## 提供抜粋
******************************
Monthly Archives: 1月 2017

 

 

Q:懲戒処分を行う場合の留意点は?

 

 

 

 

A:第一に、ハラスメントが懲戒処分の対象となること、

 

懲戒の事由、種類や程度を就業規則等に明記し、

 

従業員全員に周知徹底させておく必要があります。

 

 

パワーハラスメントの事実が認められた場合には、

 

人事部門等と連携を取り行為者への措置を取りますが、

 

できる限り相談者の意向を尊重した対応に努めます。

 

 

処分については慎重・公平に行うのはもちろん、

 

当事者への説明も十分に行う必要があります。

 

 

厚生労働省~あかるい職場応援団~

 

 

 

 

Q:パワハラ防止を打ち出すと指導や教育が難しくなると

管理職からの反発があります。

 

 

A:管理職は部下を指導・育成する責務があり、時には厳しい

 

指導や叱ることが必要な場合があります。

 

 

自身が権力・パワーを持っていることを自覚し、パワー

 

ハラスメントがもたらす自身や職場全体への影響、

 

デメリットを理解して、日頃のコミュニケーションの取り方や

 

パワーハラスメントととられない指導の方法を身に着けること

 

が必要です。

 

 

管理職研修などで指導法やアサーション、アンガ-マネジメント

 

などのスキルを身に着けていきましょう。

 

※アサーション :相手の気持ちや考えを尊重しながらも、

自分の気持ちや考えをその場に適切な表現で相手に率直に伝えるスキル

 
※アンガ-マネジメント :自分のアンガー(イライラや怒りの感情)

を理解して癒したりポジティブな方向へ展開する等上手に

コントロールするための手法

 

 

厚生労働省~あかるい職場応援団~

 

 

 

 

Q:社内に相談窓口を設置する人員と予算の余力がありません。

良い方法はありますか?

 

 

 

 

A:人員や予算を考慮して、管理職や従業員を相談員に選任し

 

相談対応を行う、コンプライアンスの相談窓口と一体的にするなど、

 

自社で実施しやすいような方法をとるとよいでしょう。

 

 

また、各種ハラスメントは複合的に起こることも想定されることから、

 

セクシュアルハラスメントやいわゆるマタニティハラスメントの

 

相談窓口と一体的に運営することが望ましいでしょう。

 

 

厚生労働省~あかるい職場応援団~

 

 

 

 

 

~同じことを繰り返す行為者への対応例~

 

 

課長Aが、部下を個室に呼び出して長時間怒鳴りつける

 

ことが日常的に行われており、職場に来られなくなった

 

部下が出てきてしまっているとの通報が窓口にありました。
******************************
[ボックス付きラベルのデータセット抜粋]
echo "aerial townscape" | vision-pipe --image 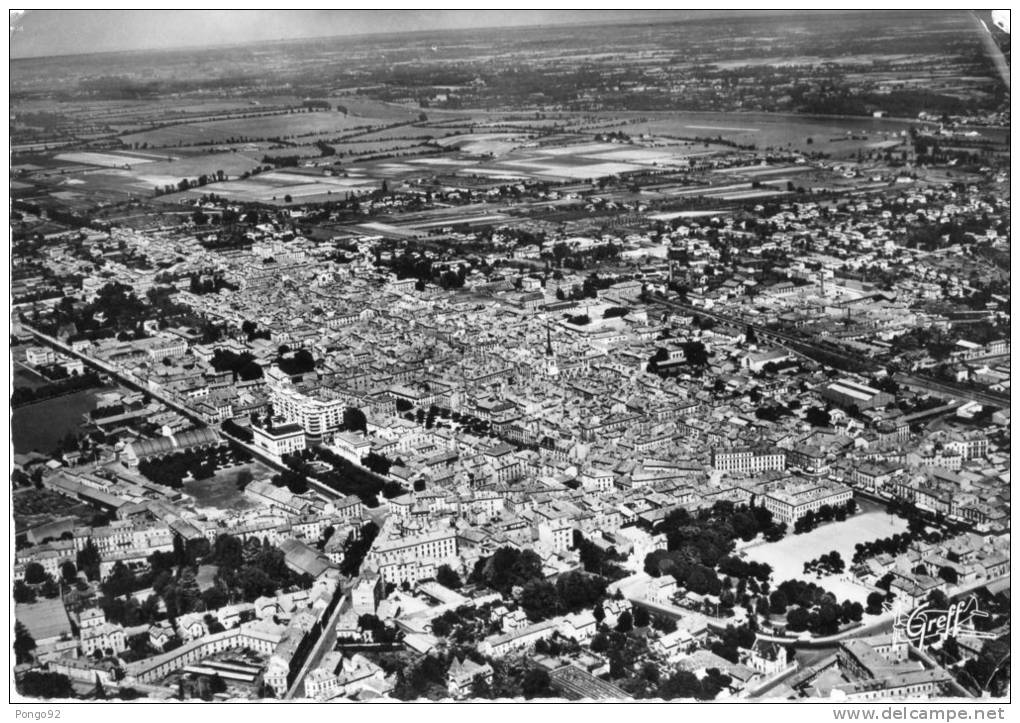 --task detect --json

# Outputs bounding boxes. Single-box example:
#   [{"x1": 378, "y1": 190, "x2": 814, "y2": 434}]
[{"x1": 9, "y1": 10, "x2": 1011, "y2": 703}]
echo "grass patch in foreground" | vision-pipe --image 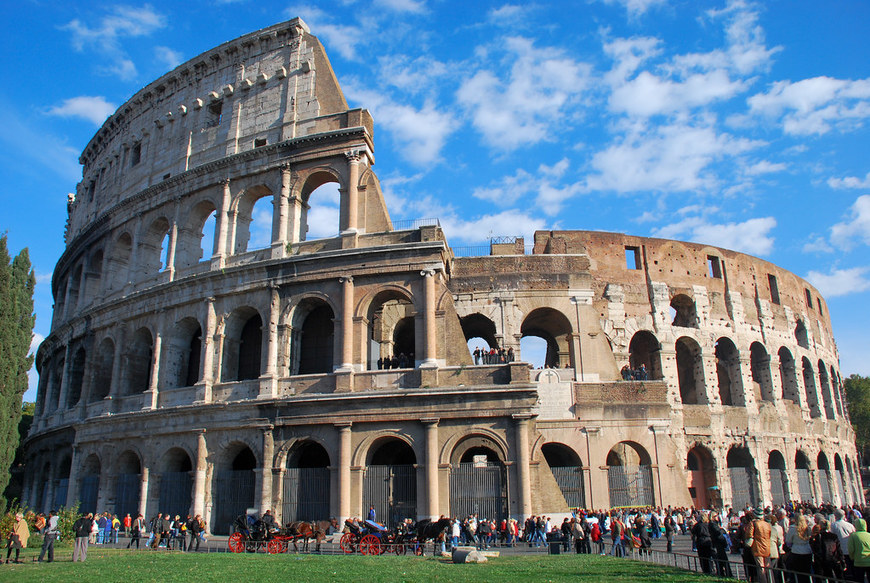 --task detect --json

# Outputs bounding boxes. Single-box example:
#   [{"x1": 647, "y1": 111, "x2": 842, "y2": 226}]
******************************
## 課題 1
パワーハラスメント対策の文章で「Q:」のあとに示されている問いをすべて書き出してください。
## 課題 2
パワーハラスメント対策の文章の続きを、最後の文のあとから書き進めてください。

## 解答 1
・懲戒処分を行う場合の留意点は?
・パワハラ防止を打ち出すと指導や教育が難しくなると管理職からの反発があります。
・社内に相談窓口を設置する人員と予算の余力がありません。良い方法はありますか?

## 解答 2
 

 

匿名による通報であったため、被害者本人による通報か、

 

第三者による通報か確認できなかったものの、相談窓口担当者と

 

人事部との間で対応を検討し、状況を把握するために、

 

行為者の上司へ事実確認を行うこととしました。

 

 

事実確認は、人権啓発室の室長と行為者の上司にあたる

 

部長Bの2人の間で行われました。

 

部長Bは、状況をある程度把握していましたが、

 

業務上必要な指導の範囲と認識。

 

しかし、行為者は課長に昇格して日が浅いこともあり、

 

普段から行き過ぎた言動が見受けられ、部下への配慮が

 

欠けているとの意見が伺えたため、部長Bを通じて注意・

 

指導を行うこととしました。

 

 

 

課長Aへの注意・指導は、周りに話が漏れないよう会議室を

 

準備し、部長Bと課長Aの2人で行いました。

 

部長Bが、怒鳴りつけることは業務上の指示・指導に必要な

 

ものではないことを伝え、今後は慎むよう注意を行いました。

 

 

課長Aは、大声で叱った事実は認めたものの、業務遂行上

 

必要な処置であり、部下の業務の進め方では、納期に間に

 

合わないとし、人格や尊厳を損なう言動はないと認識しており、

 

当初は注意を受けていることに不服な様子が伺えました。

 

 

 

しかし、部下に直接指示を行う立場にある課長として、

 

相手の置かれた状況や心情、心身の調子に十分な配慮が

 

必要であることを丁寧に伝えていくことで、次第に

 

通報内容を真摯に受け止め、今後は言動を改めることを

 

約束するに至りました。

 

 

 

課長Aには、管理職としてのスキル向上のための

 

リーダーシップ研修、アンガーマネジメント研修、

 

アサーション研修などの受講を指示するとともに、

 

部長Bが日常的に納期に遅れる部下に対する指導方法を

 

課長Aと検討することとしました。

 

 

厚生労働省~あかるい職場応援団~

 

 

 

 

~相談者が報復を受ける不安への対応例~

 

相談者は、先輩従業員から、自身の体型について揶揄され、

 

痩せることを強要される、毎日のように体重の報告を求めて

 

くるなど、業務とは関係のないことを強いられ、出社するのが

 

苦痛であるとの相談が窓口にありました。

 

 

相談者の了解の下、行為者に事実確認をした結果、相談者の

 

申告どおり、日常的に業務の範疇を超えた対応を強いられて

 

いる状況であることが確認できました。

 

 

事実調査を担当した相談担当者と総務部の課長の2名より、

 

相談者に調査結果の説明を行いました。

 

 

行為者へ事実確認の内容を説明し、行為者本人が事実を

 

認めていること、会社は本事案の原因は行為者側にあると

 

判断していること、行為者本人も反省している様子で

 

あったことを相談者に伝えました。

 

事実確認の内容については、おおむね納得した様子でした。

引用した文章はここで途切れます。